### PROVIDED PASSAGE
Don't forget to read about Shelia's trips to Africa, you can read more of her posts at www.sheliastovall.com

Monday, October 27, 2014

Can You Go?


Welcome Shelia Stovall to my back porch today. She graciously agreed to share about her time in Niger.




I have been blessed to travel to Niger, Africa on mission trips three times in the past three years. It’s hard for me to believe I’ve done this because I’m not the missionary type. I’m not a Bible scholar. I don’t like to sweat, (the temperature has exceeded 100 ° on past trips), and I don’t enjoy getting dirty. I’m a librarian and have lived most of my life in a small rural community in Kentucky. Who am I to travel to the ends of the earth to share the gospel? The short answer is that I am a Christian. Jesus didn’t call me to go; he commanded.

Any Christian, who is healthy and can walk long distances can do what I do. There is nothing special about me. If the opportunity to travel on a foreign mission team is presented to you, I ask you to pray about it.

When I saw a bulletin board notice regarding a 10-day mission trip to Africa, I immediately dismissed the idea. Then a valued friend asked me to pray about it, and my prayer went something like this. It’s too expensive. It’s too far from home. I don’t speak the language. What can we accomplish in 10 days? That doesn’t sound like a prayer does it?

### DATA LISTING
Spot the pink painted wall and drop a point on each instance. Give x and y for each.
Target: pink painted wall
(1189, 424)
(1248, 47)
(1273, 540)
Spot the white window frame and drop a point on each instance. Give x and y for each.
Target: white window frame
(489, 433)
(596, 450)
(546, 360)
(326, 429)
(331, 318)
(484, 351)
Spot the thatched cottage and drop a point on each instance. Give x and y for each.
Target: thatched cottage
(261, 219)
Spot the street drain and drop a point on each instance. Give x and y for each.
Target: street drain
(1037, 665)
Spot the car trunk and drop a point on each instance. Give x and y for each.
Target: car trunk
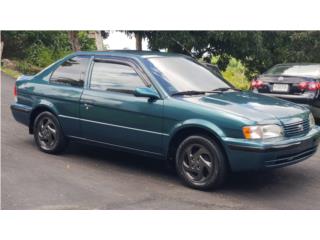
(293, 88)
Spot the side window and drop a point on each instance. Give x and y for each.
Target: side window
(115, 77)
(71, 73)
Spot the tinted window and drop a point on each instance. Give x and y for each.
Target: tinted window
(312, 70)
(114, 77)
(177, 74)
(71, 73)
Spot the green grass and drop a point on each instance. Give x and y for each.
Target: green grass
(10, 72)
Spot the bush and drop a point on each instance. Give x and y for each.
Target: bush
(234, 73)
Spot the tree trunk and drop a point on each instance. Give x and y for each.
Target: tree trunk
(138, 41)
(99, 41)
(1, 49)
(74, 40)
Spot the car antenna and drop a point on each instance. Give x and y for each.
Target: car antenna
(184, 48)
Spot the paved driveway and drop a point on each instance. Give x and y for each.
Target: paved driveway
(87, 177)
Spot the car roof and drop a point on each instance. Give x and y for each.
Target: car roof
(296, 64)
(129, 53)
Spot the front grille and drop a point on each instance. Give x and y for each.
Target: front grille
(291, 158)
(297, 128)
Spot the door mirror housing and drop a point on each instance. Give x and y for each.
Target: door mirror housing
(146, 92)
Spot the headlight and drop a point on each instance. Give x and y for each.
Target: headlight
(311, 121)
(262, 131)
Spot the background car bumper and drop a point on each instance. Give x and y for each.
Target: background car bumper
(245, 155)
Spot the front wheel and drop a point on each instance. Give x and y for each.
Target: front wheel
(200, 163)
(48, 134)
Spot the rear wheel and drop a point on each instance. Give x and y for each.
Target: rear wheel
(200, 163)
(48, 134)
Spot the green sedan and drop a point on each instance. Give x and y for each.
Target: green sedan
(166, 106)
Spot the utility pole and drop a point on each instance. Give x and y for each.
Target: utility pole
(138, 37)
(96, 35)
(74, 40)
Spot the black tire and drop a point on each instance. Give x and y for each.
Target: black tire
(201, 163)
(48, 134)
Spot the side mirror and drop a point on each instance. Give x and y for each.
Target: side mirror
(146, 92)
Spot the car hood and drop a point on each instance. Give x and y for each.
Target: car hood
(252, 106)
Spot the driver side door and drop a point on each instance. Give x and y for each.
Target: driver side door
(111, 114)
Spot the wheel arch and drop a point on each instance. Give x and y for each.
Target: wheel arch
(36, 111)
(194, 128)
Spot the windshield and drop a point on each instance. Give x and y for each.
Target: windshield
(312, 70)
(178, 74)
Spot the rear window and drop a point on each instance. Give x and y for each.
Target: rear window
(295, 70)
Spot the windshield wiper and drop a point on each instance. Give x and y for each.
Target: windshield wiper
(194, 92)
(224, 89)
(191, 92)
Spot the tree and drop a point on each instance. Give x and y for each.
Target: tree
(257, 50)
(74, 40)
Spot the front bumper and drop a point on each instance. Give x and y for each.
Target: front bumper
(245, 155)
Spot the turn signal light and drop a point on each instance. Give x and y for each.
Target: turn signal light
(311, 86)
(15, 92)
(256, 84)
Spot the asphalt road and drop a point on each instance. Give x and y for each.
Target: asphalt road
(86, 177)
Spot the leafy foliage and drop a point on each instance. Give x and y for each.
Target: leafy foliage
(40, 48)
(257, 50)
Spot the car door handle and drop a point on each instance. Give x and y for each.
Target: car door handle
(87, 106)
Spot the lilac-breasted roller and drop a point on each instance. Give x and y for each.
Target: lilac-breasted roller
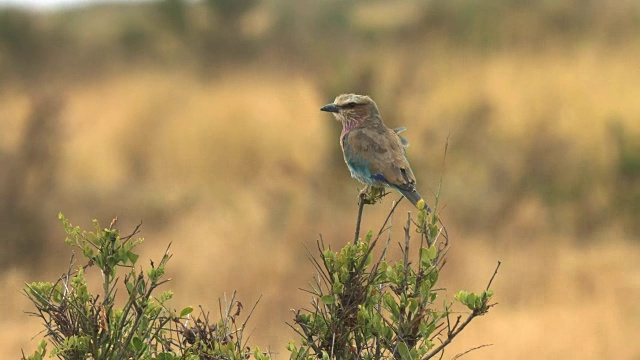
(374, 153)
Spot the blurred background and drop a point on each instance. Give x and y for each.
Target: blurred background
(201, 120)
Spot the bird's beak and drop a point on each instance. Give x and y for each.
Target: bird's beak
(330, 108)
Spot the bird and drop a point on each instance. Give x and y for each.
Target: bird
(374, 153)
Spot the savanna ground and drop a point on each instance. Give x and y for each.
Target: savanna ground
(202, 122)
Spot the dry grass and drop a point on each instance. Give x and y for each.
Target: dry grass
(235, 169)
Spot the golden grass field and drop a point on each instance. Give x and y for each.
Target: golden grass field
(235, 170)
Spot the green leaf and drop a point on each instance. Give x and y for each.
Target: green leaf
(137, 343)
(328, 300)
(186, 311)
(164, 356)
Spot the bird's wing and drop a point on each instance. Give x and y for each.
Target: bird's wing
(383, 151)
(403, 140)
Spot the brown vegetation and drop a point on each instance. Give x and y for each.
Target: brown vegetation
(208, 131)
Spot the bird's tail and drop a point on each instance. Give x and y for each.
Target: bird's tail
(414, 197)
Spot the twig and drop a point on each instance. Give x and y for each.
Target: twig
(495, 272)
(361, 204)
(470, 350)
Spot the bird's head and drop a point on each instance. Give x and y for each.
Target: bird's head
(352, 108)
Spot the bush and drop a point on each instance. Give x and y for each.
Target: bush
(364, 306)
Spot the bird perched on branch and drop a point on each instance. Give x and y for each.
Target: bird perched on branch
(373, 152)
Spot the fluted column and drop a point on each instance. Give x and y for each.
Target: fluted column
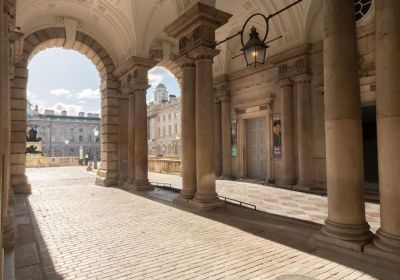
(131, 141)
(218, 137)
(3, 57)
(226, 137)
(388, 124)
(188, 128)
(304, 132)
(346, 224)
(206, 195)
(8, 225)
(288, 172)
(141, 181)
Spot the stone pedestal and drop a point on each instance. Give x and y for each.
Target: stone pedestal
(304, 132)
(387, 240)
(346, 225)
(226, 137)
(131, 142)
(288, 172)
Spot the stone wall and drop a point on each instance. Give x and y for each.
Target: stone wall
(165, 165)
(41, 161)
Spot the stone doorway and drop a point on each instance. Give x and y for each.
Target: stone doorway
(256, 139)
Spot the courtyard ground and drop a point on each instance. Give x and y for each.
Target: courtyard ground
(71, 229)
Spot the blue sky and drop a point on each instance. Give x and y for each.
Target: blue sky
(62, 79)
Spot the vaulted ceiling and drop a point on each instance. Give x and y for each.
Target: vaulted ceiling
(134, 27)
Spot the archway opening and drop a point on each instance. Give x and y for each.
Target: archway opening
(164, 114)
(63, 109)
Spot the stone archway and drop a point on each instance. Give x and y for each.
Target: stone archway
(83, 43)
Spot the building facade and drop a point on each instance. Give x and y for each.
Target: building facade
(305, 118)
(164, 123)
(66, 136)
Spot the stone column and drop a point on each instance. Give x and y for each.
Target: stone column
(218, 137)
(8, 225)
(206, 195)
(388, 125)
(288, 171)
(3, 55)
(346, 225)
(226, 137)
(141, 182)
(304, 132)
(131, 141)
(188, 129)
(195, 30)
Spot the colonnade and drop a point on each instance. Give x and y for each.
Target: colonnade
(134, 82)
(222, 116)
(346, 224)
(195, 30)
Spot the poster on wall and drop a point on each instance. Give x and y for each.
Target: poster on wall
(234, 138)
(277, 136)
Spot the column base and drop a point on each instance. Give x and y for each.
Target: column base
(353, 237)
(206, 206)
(285, 182)
(142, 185)
(385, 246)
(106, 178)
(22, 188)
(104, 182)
(9, 232)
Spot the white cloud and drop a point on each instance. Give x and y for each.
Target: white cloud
(60, 92)
(31, 95)
(157, 74)
(71, 109)
(89, 94)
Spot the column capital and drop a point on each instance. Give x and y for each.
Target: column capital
(132, 74)
(185, 62)
(225, 98)
(203, 52)
(196, 27)
(304, 78)
(285, 83)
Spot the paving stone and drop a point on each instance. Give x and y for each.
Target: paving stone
(26, 255)
(90, 232)
(30, 272)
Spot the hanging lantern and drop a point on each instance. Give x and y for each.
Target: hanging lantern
(255, 49)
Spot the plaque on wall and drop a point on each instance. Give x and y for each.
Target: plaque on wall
(234, 138)
(277, 136)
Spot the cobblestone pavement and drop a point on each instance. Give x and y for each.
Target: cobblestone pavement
(282, 202)
(90, 232)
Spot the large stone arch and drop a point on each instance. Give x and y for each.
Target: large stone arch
(83, 43)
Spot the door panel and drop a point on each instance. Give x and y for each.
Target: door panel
(256, 147)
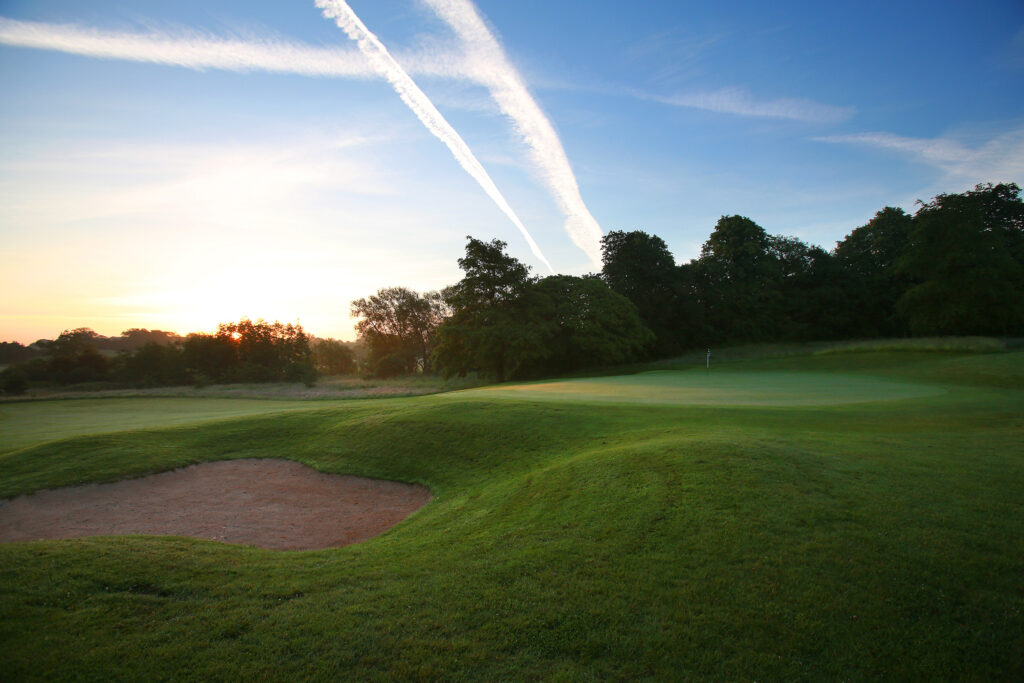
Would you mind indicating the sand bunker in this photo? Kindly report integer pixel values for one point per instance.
(274, 504)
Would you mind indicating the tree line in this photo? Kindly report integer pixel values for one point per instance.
(243, 351)
(953, 267)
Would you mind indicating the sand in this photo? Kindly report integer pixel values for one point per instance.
(274, 504)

### ASSIGNED TASK A
Return the words of the blog post about Niger starting at "Welcome Shelia Stovall" and ending at "go; he commanded.", with no changes.
### ASSIGNED TASK B
Condense the paragraph of the blog post about Niger that begins "When I saw a bulletin board notice" while keeping its main facts.
Work only from the blog post about Niger; the items are not needed.

### RESPONSE BOX A
Welcome Shelia Stovall to my back porch today. She graciously agreed to share about her time in Niger.




I have been blessed to travel to Niger, Africa on mission trips three times in the past three years. It’s hard for me to believe I’ve done this because I’m not the missionary type. I’m not a Bible scholar. I don’t like to sweat, (the temperature has exceeded 100 ° on past trips), and I don’t enjoy getting dirty. I’m a librarian and have lived most of my life in a small rural community in Kentucky. Who am I to travel to the ends of the earth to share the gospel? The short answer is that I am a Christian. Jesus didn’t call me to go; he commanded.

### RESPONSE BOX B
The writer dismissed a bulletin board notice about a 10-day mission trip to Africa at once. When a valued friend suggested praying about it, the prayer became a list of objections: the trip cost too much, it was too far from home, the writer didn't speak the language, and 10 days seemed too short to accomplish anything. The writer admits this hardly sounds like a prayer.